[Labeled point records]
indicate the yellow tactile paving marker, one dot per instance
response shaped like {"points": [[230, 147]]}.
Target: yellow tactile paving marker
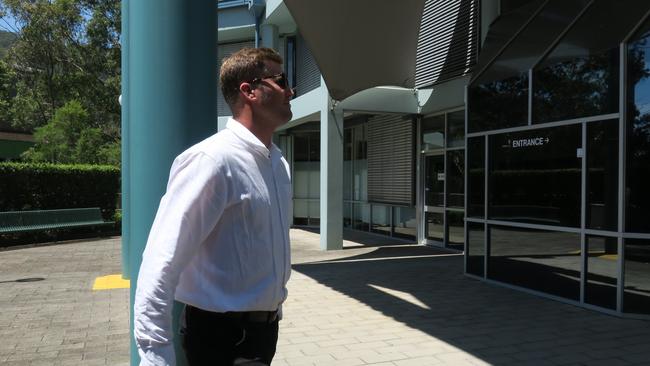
{"points": [[110, 282]]}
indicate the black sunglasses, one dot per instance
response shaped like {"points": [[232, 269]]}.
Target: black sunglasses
{"points": [[280, 79]]}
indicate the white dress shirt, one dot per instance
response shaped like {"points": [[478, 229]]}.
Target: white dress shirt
{"points": [[220, 239]]}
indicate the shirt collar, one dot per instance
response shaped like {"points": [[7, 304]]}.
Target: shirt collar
{"points": [[250, 139]]}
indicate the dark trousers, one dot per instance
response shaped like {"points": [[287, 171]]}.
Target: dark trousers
{"points": [[225, 339]]}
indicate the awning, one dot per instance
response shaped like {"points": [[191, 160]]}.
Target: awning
{"points": [[360, 44]]}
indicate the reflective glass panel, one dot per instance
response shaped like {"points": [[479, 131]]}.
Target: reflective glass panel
{"points": [[347, 214], [498, 104], [580, 77], [455, 229], [475, 249], [636, 298], [498, 98], [433, 132], [476, 177], [381, 219], [455, 178], [434, 226], [361, 216], [300, 212], [434, 180], [602, 175], [637, 194], [535, 176], [456, 129], [404, 224], [602, 271], [546, 261]]}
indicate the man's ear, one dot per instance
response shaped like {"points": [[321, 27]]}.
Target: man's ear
{"points": [[247, 91]]}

» PROBLEM TO SOLVE
Format every line of the records above as a numbered list, skipping blank lines and leaving out the pictures.

» TASK SOLUTION
1. indicate the yellow tactile paving marker, one dot per instance
2. response shaped like {"points": [[230, 147]]}.
3. Target: yellow tactile paving marker
4. {"points": [[110, 282]]}
5. indicate the black sunglasses, one dot per instance
6. response shaped like {"points": [[232, 269]]}.
7. Target: black sunglasses
8. {"points": [[280, 79]]}
9. indicate the white dress shirt, one dot per instance
10. response shaped like {"points": [[478, 229]]}.
11. Target: white dress shirt
12. {"points": [[220, 239]]}
13. indicate the shirt collar, one dot per instance
14. response shaped like {"points": [[7, 304]]}.
15. Target: shirt collar
16. {"points": [[250, 139]]}
17. indicate the dark trousers, one dot per instance
18. response shaped like {"points": [[287, 171]]}.
19. Target: dark trousers
20. {"points": [[225, 339]]}
21. indicate the awning, one dot per instance
22. response shaped like {"points": [[191, 160]]}.
23. Target: awning
24. {"points": [[360, 44]]}
25. indicate the reflective glass panel, one dot per instance
26. response shaped like {"points": [[479, 131]]}.
27. Target: reflective glass panel
28. {"points": [[347, 214], [498, 104], [580, 77], [455, 229], [475, 249], [636, 298], [498, 98], [433, 132], [476, 177], [381, 219], [455, 178], [434, 226], [361, 216], [300, 212], [434, 180], [602, 175], [637, 194], [535, 176], [456, 129], [404, 224], [602, 271], [546, 261]]}
29. indicate the man's ear, one dot per instance
30. response shaped like {"points": [[321, 27]]}.
31. Target: man's ear
32. {"points": [[247, 91]]}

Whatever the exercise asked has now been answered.